__Exercise__. A verbatim repetition of the data below is requested, without images.

* * *

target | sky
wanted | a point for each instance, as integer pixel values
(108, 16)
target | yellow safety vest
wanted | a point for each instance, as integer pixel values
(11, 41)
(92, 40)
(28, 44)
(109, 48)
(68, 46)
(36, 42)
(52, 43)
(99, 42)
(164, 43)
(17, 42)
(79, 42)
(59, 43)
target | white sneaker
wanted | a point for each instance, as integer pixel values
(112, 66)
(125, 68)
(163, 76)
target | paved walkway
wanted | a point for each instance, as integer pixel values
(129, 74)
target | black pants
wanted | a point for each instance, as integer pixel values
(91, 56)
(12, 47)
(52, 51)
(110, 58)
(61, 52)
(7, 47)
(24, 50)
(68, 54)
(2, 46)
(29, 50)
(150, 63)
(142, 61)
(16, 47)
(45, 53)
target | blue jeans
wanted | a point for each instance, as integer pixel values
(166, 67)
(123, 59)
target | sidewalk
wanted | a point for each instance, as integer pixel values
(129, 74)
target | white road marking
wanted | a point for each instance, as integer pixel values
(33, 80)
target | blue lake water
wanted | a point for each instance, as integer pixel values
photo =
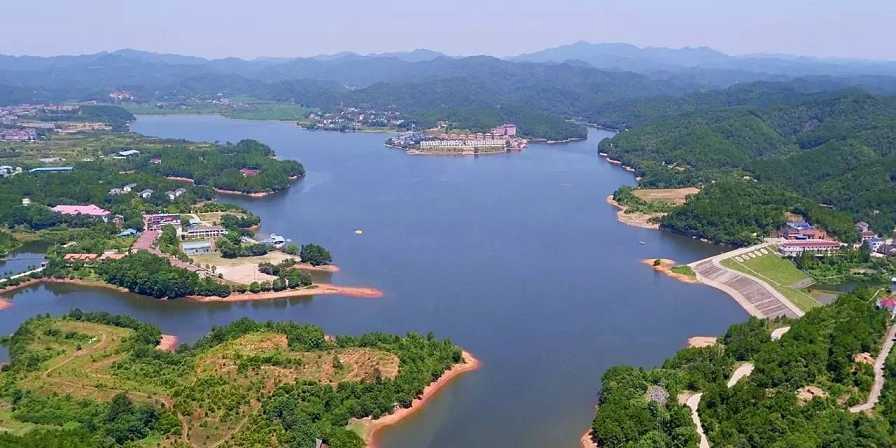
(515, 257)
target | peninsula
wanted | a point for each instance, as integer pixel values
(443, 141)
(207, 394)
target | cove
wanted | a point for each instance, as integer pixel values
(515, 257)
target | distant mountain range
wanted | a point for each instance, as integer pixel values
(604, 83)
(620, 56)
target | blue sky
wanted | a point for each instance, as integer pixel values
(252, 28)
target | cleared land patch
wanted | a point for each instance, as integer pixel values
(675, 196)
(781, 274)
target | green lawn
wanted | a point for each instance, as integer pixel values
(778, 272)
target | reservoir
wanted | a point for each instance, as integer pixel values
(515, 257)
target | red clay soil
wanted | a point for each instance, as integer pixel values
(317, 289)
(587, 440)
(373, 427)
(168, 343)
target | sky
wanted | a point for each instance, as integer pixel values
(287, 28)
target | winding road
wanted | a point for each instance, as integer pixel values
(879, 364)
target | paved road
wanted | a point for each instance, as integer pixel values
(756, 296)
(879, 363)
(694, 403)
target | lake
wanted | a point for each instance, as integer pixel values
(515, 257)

* * *

__Your solution__.
target | sky
wanted | a point for each instance, as integer pixel values
(108, 16)
target | yellow safety vest
wanted | a point for each instance, as integer pixel values
(11, 41)
(92, 40)
(28, 44)
(109, 48)
(68, 46)
(36, 42)
(52, 43)
(99, 42)
(164, 43)
(17, 42)
(79, 42)
(59, 43)
target | white sneaker
wanted | a point for each instance, as integer pixel values
(112, 66)
(125, 68)
(163, 76)
target | paved walkway
wanted | a point for each instance, as integer pixel values
(129, 74)
target | black pants
wanted | a point for each instance, as integer pixel values
(91, 56)
(12, 47)
(52, 51)
(110, 58)
(61, 52)
(7, 47)
(24, 50)
(68, 54)
(2, 46)
(29, 50)
(150, 63)
(142, 61)
(16, 47)
(45, 53)
target | blue jeans
wanted | a point for each instance, as integer pixel values
(166, 67)
(123, 59)
target | sidewalk
wanted | a point for each instance, as integer pixel values
(129, 74)
target | white road marking
wanted | a point for each instance, as integer pixel values
(33, 80)
target | blue lake water
wanted | a point for each instance, as integer pixel values
photo =
(515, 257)
target | peninsula
wanted | a point for each instance, as integer pixel values
(443, 141)
(207, 394)
target | cove
wanted | a point for each instance, as integer pixel values
(515, 257)
target | distant mountain range
wanted | a point for each instance, as integer pixel values
(604, 83)
(620, 56)
target | blue sky
wanted | a point for each instance, as integer pixel values
(252, 28)
target | cleared land patch
wanted | a point for each instance, as integer pixel values
(675, 196)
(781, 274)
target | green lawn
wanted | a point for each instance, as integer pixel values
(778, 272)
target | reservoir
wanted | a point for each instance, as integer pixel values
(515, 257)
target | red clay soil
wanted | a point for each instance, as integer pixel values
(317, 289)
(587, 440)
(373, 427)
(168, 343)
target | sky
wanted | a point for each instance, as integer pixel values
(287, 28)
target | winding road
wanted | a point for each instance, as integer pixel values
(879, 364)
target | paved road
wanted | a point for each instance, as integer pixel values
(756, 296)
(879, 363)
(694, 403)
target | lake
wanted | a point for each instance, as integer pixel values
(515, 257)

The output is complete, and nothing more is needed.